Excerpt provided:
★ ★ ★
There are clear indications, through the first hand experiences of dog caretakers/guardians, that the heartworm treatment for dogs, Trifexis, is dangerous and possibly lethal.
Here is one extremely pointed and poignant comment:
“I gave Trifexis, I lost my dog.”
“I am sick that I was unknowingly poisoning my baby girl, sick that this med is still being prescribed, and concerned that some (most?) vets aren’t doing their due diligence and researching what they recommend. It unfortunately only takes a quick Google search to see what’s happening!”
A notable aspect of the dangerous nature of this insecticide drug for dogs is that its damaging effects may only be apparent after one year. Beware.
Now having convinced myself that Trifexis is a dangerous treatment for dogs despite being widely dispensed by veterinarians, what is the connection with cats?
Well, a simple bit of research tells me that the insecticides used in Trifexis are also used in drugs for cats.
Trifexis contains: Spinosad and milbemycin oxide. They are respectively a crop insecticide and a heartworm larvae pesticide.
Milbemycin is similar to another pesticide called ivermectin, a dewormer.
So we have these three parasite killers: spinosad, milbemycin and invermectin.
All three are used in certain cat parasite treatments. So if a cat is being given two different treatments say for fleas and worms it seems possible that the cat will have two of these drugs inside him at the same time and when that happens the toxicity could be dangerous and damaging because Trifexis contains two of them and it kills dogs according to thinking dog owners. It is the combination of spinosad and invermectin which can kill.
A cat flea treatment, Comfortis, contains spinosad. Ivermectin is used in cat treatments for heartworm, ear mites and other parasites. Milbemycin oxide is contained in other anti-parasite products for cats and dogs such as Interceptor. There are others.
The labelling on Comfortis states: For Animal Treatment Only. What they are saying is that we can place animals in danger but not humans Humans have similar biology to cats and dogs. The manufacturers admit that this product can hurt people but then sell it for use on cats and dogs.
★ ★ ★
[Natural language descriptions of regions]
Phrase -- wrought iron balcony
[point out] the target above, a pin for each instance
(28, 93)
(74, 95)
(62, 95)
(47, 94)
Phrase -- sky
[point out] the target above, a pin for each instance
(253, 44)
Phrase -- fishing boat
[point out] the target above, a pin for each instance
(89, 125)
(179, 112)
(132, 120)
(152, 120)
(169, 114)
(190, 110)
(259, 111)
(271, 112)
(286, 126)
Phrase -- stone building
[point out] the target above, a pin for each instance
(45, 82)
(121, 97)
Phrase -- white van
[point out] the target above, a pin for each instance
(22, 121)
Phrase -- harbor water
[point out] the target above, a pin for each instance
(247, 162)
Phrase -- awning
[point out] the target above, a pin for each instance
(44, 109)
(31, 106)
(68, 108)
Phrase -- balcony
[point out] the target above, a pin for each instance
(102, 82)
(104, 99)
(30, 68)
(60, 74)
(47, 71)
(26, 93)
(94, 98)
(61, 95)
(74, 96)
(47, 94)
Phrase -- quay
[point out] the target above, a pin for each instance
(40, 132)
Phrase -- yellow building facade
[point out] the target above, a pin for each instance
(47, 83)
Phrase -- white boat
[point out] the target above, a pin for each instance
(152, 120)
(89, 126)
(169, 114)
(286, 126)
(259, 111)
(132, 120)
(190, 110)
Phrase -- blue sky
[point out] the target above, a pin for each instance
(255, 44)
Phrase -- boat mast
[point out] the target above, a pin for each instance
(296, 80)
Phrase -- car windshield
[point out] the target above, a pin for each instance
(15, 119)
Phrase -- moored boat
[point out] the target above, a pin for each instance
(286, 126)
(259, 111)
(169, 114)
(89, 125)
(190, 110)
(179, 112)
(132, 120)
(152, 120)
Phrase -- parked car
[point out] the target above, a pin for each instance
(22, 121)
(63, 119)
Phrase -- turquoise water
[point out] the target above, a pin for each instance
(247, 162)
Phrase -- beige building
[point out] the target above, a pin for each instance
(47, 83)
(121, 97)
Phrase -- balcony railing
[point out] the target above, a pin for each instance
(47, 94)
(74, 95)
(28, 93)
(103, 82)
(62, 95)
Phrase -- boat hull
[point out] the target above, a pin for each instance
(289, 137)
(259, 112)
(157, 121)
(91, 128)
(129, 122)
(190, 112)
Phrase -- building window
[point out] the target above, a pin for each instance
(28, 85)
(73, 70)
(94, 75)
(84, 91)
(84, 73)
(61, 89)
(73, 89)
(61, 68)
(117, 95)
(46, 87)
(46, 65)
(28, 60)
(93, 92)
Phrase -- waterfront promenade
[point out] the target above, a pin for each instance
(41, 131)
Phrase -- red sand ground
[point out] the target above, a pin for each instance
★ ★ ★
Task set:
[1] In the piece on Trifexis, why does the writer think a cat given separate treatments for fleas and worms could be at risk? Answer in one to three sentences.
[2] Continue the piece on Trifexis and cats, picking up after its last sentence.

Answers to each task:
[1] Spinosad, milbemycin and ivermectin are all used in cat parasite treatments, so a cat on two different treatments could have two of these drugs in its body at the same time. The writer considers that dangerous because Trifexis contains two of them, and dog owners report that it kills dogs.

[2]
It does not take much imagination to see the possibility of cat receiving a combination of these insecticides in one or more treatment to then become very ill. Sometimes cats suffer from mysterious illnesses associated with the nervous system. They may go undiagnosed especially if the illness occurs a long time after the drug was administered. These insecticides kill parasites by attack their nervous system. They can also attack the nervous system of larger creatures. For example, one side effect of Trifexis is ataxia (lack of coordination in dogs and cats).
Really, over the years having read a lot about these sorts of drugs I can honestly say that we, as cat and dog owners, need to be extremely cautious in giving them to our treasured animal companions.
They should be avoided wherever and whenever possible. Certainly, based on the terribly sad stories about Trifexis, cat owners should read the labels and avoid products containing the above insecticides.
Some websites do hint at the dangers of these drugs. I don’t think vets always give clear warnings on their use.
Elanco, the veterinary division of Eli Lilly and Co sells Trifexis. It is said that they are behaving irresponsibly. Who can disagree? The big pharma companies…Elanco says:
“What we continue to say is there is no link established between Trifexis use and death… Reports are not an indication of cause.”
Sources: Various but primarily http://vitalanimal.com/fire-your-vet-trifexis/.
Conclusion: avoid these, check labels and challenge your vet.